▶ [Problem] Write out the whole listing again, exactly as given.

▶ [Data listing]

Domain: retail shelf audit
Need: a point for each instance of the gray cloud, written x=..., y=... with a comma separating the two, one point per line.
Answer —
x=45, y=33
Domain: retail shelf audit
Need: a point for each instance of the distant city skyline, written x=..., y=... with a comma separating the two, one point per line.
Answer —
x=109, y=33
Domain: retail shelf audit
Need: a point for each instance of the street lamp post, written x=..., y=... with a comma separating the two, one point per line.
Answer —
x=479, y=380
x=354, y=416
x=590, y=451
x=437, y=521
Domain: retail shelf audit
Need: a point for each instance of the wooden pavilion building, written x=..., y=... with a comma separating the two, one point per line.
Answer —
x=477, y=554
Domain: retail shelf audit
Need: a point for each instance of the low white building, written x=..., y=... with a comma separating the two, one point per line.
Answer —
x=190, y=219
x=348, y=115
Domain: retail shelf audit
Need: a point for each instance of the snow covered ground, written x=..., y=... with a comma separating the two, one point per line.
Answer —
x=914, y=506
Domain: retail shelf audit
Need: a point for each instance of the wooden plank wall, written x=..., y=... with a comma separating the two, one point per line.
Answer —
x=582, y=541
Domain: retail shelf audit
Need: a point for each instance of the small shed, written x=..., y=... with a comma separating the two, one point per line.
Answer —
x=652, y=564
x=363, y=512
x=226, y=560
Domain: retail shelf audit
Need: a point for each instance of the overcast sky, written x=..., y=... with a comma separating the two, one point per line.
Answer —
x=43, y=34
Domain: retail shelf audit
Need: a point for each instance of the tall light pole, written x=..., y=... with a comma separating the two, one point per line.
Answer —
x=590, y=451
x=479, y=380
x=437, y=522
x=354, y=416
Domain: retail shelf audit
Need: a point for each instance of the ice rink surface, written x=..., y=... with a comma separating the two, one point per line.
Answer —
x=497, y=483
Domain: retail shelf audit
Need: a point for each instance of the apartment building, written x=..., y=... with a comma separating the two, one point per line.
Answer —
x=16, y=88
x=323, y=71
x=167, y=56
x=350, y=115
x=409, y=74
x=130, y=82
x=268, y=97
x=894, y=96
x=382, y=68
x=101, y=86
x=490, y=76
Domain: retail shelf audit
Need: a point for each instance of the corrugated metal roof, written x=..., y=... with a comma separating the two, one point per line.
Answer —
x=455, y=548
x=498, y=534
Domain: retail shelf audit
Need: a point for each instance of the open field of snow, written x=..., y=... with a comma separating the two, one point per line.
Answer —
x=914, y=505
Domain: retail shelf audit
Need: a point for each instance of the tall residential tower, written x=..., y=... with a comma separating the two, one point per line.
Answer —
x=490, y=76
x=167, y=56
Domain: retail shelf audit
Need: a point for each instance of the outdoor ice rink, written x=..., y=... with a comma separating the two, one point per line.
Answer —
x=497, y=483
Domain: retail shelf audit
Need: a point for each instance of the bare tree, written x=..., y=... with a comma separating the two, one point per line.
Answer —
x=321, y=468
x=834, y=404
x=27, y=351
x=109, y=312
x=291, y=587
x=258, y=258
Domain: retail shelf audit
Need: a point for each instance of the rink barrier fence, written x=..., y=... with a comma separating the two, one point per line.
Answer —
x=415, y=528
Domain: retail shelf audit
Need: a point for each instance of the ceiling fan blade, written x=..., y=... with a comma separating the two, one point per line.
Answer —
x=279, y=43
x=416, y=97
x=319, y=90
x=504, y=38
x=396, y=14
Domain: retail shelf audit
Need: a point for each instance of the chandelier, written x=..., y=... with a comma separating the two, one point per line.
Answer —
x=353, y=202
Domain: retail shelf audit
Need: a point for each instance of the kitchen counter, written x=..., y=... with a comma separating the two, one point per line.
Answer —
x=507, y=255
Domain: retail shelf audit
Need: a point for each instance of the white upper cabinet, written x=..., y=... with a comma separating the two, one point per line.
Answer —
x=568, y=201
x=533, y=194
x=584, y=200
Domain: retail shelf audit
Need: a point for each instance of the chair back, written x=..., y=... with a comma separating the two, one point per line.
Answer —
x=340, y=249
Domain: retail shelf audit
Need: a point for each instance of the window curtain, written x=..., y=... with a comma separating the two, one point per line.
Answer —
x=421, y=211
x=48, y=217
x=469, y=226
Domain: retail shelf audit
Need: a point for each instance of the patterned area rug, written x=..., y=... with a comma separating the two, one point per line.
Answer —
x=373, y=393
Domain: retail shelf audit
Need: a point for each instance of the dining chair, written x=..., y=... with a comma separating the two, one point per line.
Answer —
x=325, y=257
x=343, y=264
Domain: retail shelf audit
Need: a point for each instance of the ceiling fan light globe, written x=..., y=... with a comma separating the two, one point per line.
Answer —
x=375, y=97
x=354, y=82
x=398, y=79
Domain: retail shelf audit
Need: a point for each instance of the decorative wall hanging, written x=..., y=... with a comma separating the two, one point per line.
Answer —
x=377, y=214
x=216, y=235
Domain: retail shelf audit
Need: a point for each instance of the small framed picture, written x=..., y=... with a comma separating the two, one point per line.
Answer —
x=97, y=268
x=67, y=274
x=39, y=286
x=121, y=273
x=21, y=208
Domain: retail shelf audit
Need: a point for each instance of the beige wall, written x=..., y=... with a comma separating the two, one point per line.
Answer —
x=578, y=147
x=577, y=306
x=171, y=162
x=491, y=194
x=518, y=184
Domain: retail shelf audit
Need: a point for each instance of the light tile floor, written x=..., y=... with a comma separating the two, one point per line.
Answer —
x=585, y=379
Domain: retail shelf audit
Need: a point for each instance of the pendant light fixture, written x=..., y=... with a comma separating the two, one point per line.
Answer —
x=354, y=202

▶ [Output below]
Domain: retail shelf audit
Need: a point for each instance of the gray cloud, written x=..., y=... with a comma separating the two, one point per line.
Answer —
x=45, y=33
Domain: retail shelf audit
Need: a point for each instance of the distant city skyline, written x=..., y=... with a comma separating the two, one point per line.
Answer —
x=109, y=33
Domain: retail shelf audit
Need: a point for each instance of the street lamp post, written x=..., y=... with a comma separating the two, one point per line.
Answer —
x=479, y=380
x=354, y=416
x=590, y=451
x=437, y=521
Domain: retail shelf audit
Need: a point for each instance of the wooden pavilion building, written x=..., y=... with a comma separating the two, one point per line.
Answer —
x=477, y=554
Domain: retail shelf audit
Need: a point for each instance of the low white building, written x=..., y=... with a comma separating the two, one point per line.
Answer —
x=190, y=219
x=348, y=115
Domain: retail shelf audit
Need: a point for each instance of the snow covered ground, written x=..., y=... with a comma separating the two, one point per line.
Answer —
x=914, y=506
Domain: retail shelf audit
Need: a point for each instance of the wooden plank wall, written x=..., y=... with a comma separating the two, one point per line.
Answer —
x=582, y=541
Domain: retail shelf audit
Need: a point for each instance of the small shed, written x=..., y=... with a comma separating the two, one point per line.
Answer —
x=652, y=564
x=363, y=512
x=226, y=560
Domain: retail shelf audit
Need: a point for each instance of the overcast sky, written x=..., y=... with a comma separating the two, one point per line.
Answer —
x=43, y=34
Domain: retail shelf audit
Need: a point for each instance of the tall light pole, written x=..., y=... with a comma separating the two, one point per line.
Answer —
x=590, y=451
x=479, y=380
x=437, y=522
x=354, y=416
Domain: retail shelf audit
Need: a point for each instance of the ice rink surface, written x=..., y=... with a comma separating the two, one point per line.
Answer —
x=497, y=483
Domain: retail shelf audit
Need: a point for each instance of the apartment building, written x=..., y=... with a comma separating the two, one point per line.
Answer —
x=16, y=88
x=323, y=71
x=167, y=56
x=350, y=115
x=409, y=74
x=130, y=82
x=268, y=97
x=894, y=96
x=382, y=68
x=101, y=86
x=490, y=76
Domain: retail shelf audit
Need: a point for each instance of the corrugated metal roof, written x=..., y=... with a comma separating the two, one point per line.
Answer —
x=455, y=548
x=498, y=534
Domain: retail shelf audit
Need: a point for each instance of the open field of snow, written x=..., y=... with a comma separating the two, one point per line.
Answer —
x=914, y=505
Domain: retail shelf audit
Need: a point for each instance of the tall residential tower, written x=..., y=... with a comma separating the two, one point per line.
Answer —
x=490, y=76
x=167, y=56
Domain: retail shelf audit
Need: a point for each instance of the outdoor ice rink, written x=..., y=... with a comma separating the two, one point per line.
Answer —
x=497, y=483
Domain: retail shelf audit
Need: a point for each instance of the bare tree, written x=..., y=... with a comma separating the two, one point per line.
Answer —
x=321, y=468
x=834, y=404
x=27, y=351
x=109, y=312
x=291, y=587
x=258, y=258
Domain: retail shelf audit
Need: a point for each instance of the rink barrier fence, written x=..., y=... with a comma separating the two, one point per line.
Answer —
x=415, y=528
Domain: retail shelf audit
Need: a point for each instance of the ceiling fan blade, written x=..., y=... with a comma separating the two, one point per line.
Answer —
x=279, y=43
x=416, y=97
x=319, y=90
x=504, y=38
x=396, y=14
Domain: retail shelf audit
Need: a point for each instance of the chandelier, written x=..., y=... with a comma separating the two, one point per line.
Answer —
x=353, y=202
Domain: retail shelf audit
Need: a point for each instance of the kitchen counter, written x=..., y=... with a comma separating the two, one point per line.
Answer —
x=507, y=255
Domain: retail shelf audit
Need: a point for each instance of the white upper cabinet, written x=..., y=... with a comma separating the two, one point per line.
Answer —
x=568, y=201
x=533, y=194
x=584, y=200
Domain: retail shelf audit
Need: a point for each instance of the chair back, written x=..., y=... with a comma separating the two, one point per line.
Answer —
x=340, y=249
Domain: retail shelf audit
Need: a point for each instance of the window curtain, written x=..., y=... with a comma separating the two, one point per line.
Answer —
x=421, y=211
x=48, y=217
x=469, y=226
Domain: retail shelf audit
Need: a point for each instance of the patterned area rug, written x=..., y=... with a comma separating the two, one point per line.
Answer —
x=373, y=393
Domain: retail shelf audit
Need: a point for each instance of the dining chair, written x=..., y=... with a comma separating the two, one point per line.
Answer —
x=325, y=257
x=343, y=264
Domain: retail shelf audit
Need: a point for each instance of the ceiling fan light globe, written x=..., y=... with a comma separating the two, one point per line.
Answer —
x=375, y=97
x=354, y=82
x=398, y=79
Domain: retail shelf audit
Need: a point for each instance of the decorative wall hanging, written x=..., y=... with a comma separating the two, one point per line.
Answer —
x=377, y=214
x=216, y=235
Domain: retail shelf audit
Need: a point for each instance of the small framed picture, written x=..., y=... with a comma separating the two, one point per line.
Answer —
x=97, y=268
x=67, y=274
x=39, y=286
x=121, y=273
x=21, y=208
Domain: retail shelf audit
Need: a point for each instance of the beige wall, written x=..., y=... with a comma separating the two, one point per line.
Answer —
x=578, y=147
x=577, y=306
x=171, y=162
x=491, y=194
x=518, y=184
Domain: retail shelf audit
Need: a point for each instance of the light tile floor, written x=..., y=... with a comma separating the two, one point per line.
Answer —
x=585, y=379
Domain: retail shelf audit
Need: a point for each instance of the pendant light fixture, written x=..., y=... with a comma separating the two, one point per line.
Answer —
x=354, y=202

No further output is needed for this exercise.